> Exercise instructions: In the listing below, locate the line with "put a marker on the white sock" and the line with "put a marker on the green awning", then output both and everything between them exactly, minus any pictures.

> Exercise materials:

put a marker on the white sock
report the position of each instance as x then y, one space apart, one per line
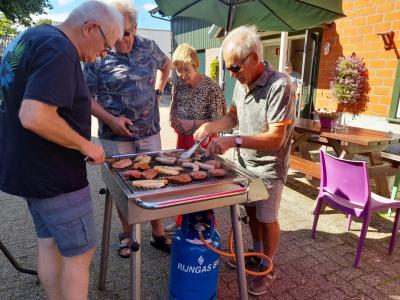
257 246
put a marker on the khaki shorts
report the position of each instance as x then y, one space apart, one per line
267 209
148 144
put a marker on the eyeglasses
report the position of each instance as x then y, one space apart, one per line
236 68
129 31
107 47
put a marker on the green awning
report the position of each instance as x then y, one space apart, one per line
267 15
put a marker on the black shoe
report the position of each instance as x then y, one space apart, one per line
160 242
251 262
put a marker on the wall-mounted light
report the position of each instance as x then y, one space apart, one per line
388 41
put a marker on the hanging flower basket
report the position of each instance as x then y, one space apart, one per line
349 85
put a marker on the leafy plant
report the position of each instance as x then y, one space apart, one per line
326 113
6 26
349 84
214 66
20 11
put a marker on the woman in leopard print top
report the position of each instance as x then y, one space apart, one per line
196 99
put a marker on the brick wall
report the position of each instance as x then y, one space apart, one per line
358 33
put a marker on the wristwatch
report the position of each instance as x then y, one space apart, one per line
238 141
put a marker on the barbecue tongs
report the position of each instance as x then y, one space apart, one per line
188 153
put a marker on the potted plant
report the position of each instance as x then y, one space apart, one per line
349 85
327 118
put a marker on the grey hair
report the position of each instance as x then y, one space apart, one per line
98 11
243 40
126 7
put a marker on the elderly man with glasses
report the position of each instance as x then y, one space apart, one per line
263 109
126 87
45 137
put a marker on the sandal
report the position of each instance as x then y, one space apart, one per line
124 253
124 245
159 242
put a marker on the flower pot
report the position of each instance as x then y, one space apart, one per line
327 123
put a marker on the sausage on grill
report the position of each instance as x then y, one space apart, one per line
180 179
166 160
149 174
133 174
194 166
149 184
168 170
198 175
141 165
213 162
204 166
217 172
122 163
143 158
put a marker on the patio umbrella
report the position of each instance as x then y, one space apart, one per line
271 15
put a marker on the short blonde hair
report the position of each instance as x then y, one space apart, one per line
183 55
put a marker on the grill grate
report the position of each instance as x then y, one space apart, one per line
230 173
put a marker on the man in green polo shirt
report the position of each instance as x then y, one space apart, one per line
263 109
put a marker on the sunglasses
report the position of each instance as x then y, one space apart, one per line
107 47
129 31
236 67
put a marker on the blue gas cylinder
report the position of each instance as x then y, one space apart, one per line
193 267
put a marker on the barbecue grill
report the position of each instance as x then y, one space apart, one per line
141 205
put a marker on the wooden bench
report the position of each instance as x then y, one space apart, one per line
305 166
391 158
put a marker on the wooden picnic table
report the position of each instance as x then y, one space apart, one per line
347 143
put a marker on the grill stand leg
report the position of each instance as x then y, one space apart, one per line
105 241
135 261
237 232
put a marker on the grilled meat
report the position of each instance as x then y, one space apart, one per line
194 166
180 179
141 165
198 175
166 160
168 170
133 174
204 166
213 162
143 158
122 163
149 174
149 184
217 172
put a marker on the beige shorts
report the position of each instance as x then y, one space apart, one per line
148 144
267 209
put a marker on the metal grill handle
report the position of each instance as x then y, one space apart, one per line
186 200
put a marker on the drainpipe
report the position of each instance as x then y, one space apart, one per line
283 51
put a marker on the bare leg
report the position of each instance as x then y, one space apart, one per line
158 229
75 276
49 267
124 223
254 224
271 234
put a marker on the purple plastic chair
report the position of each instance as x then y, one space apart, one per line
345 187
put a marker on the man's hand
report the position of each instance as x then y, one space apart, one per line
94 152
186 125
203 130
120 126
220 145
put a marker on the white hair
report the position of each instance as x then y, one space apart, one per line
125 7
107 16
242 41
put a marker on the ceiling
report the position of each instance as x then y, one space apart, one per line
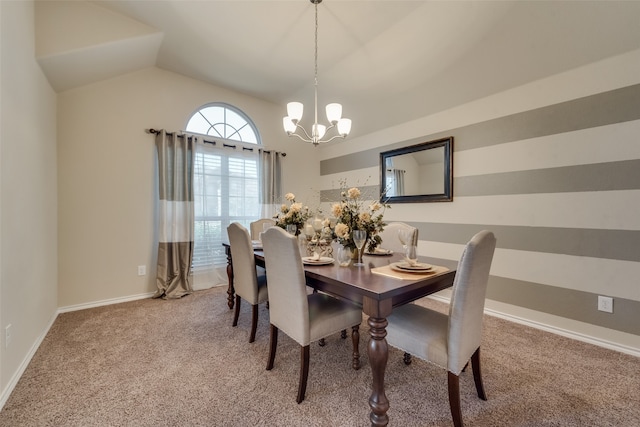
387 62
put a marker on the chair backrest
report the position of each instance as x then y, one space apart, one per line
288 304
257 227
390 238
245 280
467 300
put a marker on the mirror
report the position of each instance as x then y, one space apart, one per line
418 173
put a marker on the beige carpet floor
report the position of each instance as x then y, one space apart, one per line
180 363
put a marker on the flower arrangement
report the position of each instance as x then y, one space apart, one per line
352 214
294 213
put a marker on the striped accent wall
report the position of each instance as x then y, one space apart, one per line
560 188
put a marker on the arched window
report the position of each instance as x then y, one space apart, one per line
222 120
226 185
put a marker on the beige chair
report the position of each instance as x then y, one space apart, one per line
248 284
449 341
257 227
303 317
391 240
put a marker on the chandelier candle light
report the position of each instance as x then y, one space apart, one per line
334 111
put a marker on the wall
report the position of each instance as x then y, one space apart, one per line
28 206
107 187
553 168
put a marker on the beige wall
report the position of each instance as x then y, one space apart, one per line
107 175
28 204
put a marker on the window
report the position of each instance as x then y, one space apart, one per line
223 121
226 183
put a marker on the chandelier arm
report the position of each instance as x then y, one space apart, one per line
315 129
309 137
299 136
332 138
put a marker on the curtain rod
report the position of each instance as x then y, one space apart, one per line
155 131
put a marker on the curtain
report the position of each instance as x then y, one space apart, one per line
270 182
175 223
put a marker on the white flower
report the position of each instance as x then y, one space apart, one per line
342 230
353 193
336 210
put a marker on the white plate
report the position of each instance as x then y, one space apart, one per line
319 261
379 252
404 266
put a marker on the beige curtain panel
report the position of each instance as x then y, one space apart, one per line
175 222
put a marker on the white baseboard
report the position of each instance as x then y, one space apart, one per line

--

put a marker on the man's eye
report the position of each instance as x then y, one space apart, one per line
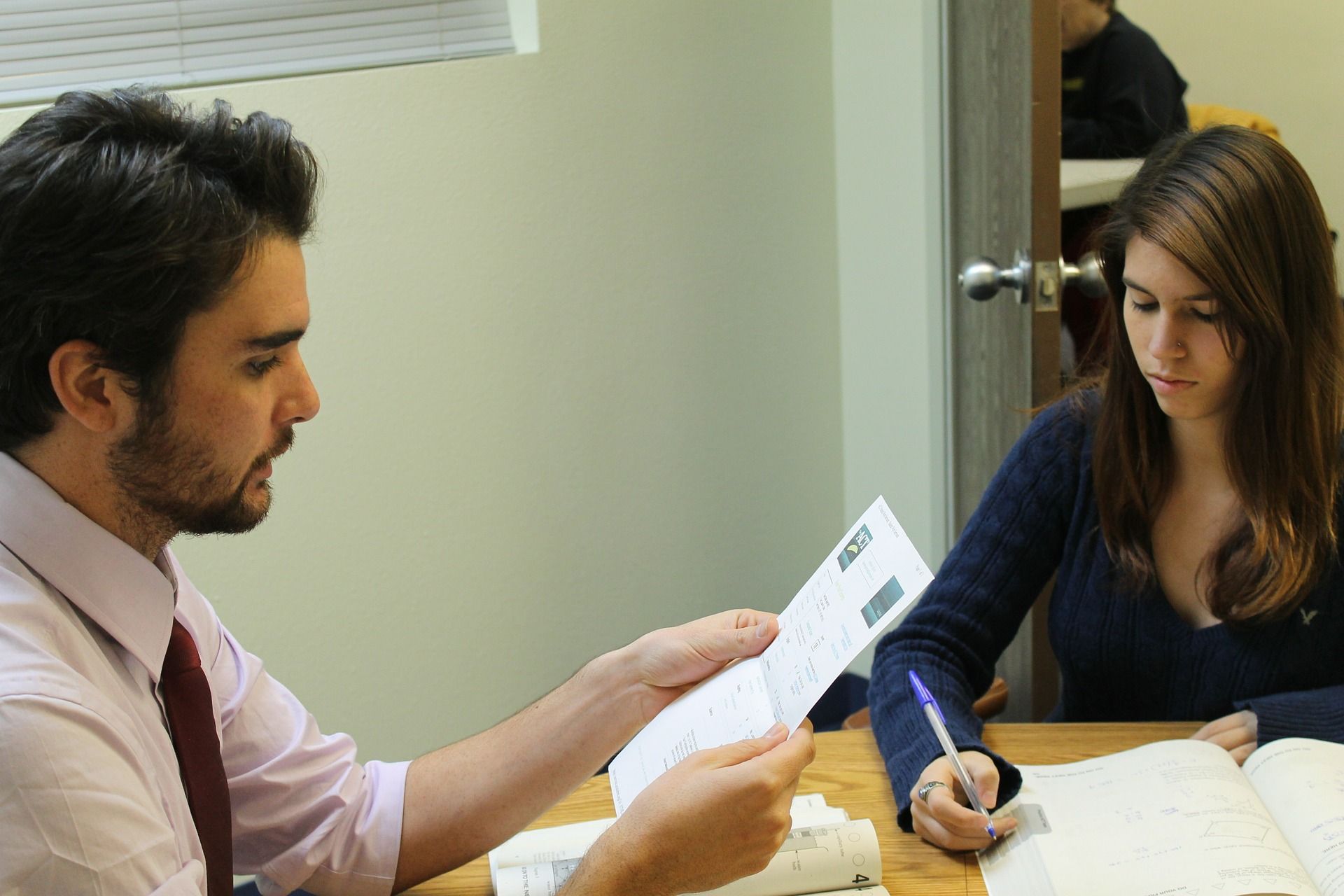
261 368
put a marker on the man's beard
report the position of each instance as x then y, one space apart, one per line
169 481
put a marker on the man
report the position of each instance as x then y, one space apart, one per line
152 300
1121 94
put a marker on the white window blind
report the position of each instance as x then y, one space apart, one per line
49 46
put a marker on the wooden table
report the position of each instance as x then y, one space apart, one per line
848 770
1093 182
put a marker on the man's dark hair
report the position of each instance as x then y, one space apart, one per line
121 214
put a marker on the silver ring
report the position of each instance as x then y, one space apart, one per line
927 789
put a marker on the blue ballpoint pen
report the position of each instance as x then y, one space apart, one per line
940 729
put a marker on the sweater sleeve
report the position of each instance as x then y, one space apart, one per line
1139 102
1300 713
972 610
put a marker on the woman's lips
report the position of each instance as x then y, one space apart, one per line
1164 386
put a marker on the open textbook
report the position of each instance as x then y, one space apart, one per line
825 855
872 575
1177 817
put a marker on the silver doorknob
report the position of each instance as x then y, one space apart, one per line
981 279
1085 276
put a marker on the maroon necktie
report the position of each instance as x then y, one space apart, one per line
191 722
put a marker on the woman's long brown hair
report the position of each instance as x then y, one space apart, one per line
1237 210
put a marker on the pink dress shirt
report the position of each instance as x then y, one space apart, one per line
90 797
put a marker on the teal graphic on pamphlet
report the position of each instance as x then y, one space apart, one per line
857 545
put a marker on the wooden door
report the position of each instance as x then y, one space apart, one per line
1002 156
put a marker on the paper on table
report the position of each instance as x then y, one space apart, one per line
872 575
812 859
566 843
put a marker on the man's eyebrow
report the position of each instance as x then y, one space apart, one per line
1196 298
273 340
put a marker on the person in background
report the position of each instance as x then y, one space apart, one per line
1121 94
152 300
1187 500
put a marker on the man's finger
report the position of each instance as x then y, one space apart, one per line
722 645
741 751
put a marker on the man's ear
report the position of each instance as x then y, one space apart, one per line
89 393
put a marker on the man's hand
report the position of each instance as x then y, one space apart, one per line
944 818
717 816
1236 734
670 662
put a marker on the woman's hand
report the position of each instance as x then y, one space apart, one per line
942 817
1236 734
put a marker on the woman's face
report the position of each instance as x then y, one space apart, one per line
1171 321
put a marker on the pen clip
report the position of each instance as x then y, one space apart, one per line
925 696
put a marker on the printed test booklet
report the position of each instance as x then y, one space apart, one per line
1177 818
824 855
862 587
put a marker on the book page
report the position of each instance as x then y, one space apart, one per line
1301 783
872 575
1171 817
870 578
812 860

> Task response:
put a marker on the white sock
report the position of each instance as x then y, one space apart, one per line
257 246
put a marker on the khaki shorts
report the position of each instance as x then y, one space apart, one per line
267 209
148 144
put a marker on the eyeglasses
report the position of each instance as x then y, one space apart, one per line
236 68
129 31
107 47
put a marker on the green awning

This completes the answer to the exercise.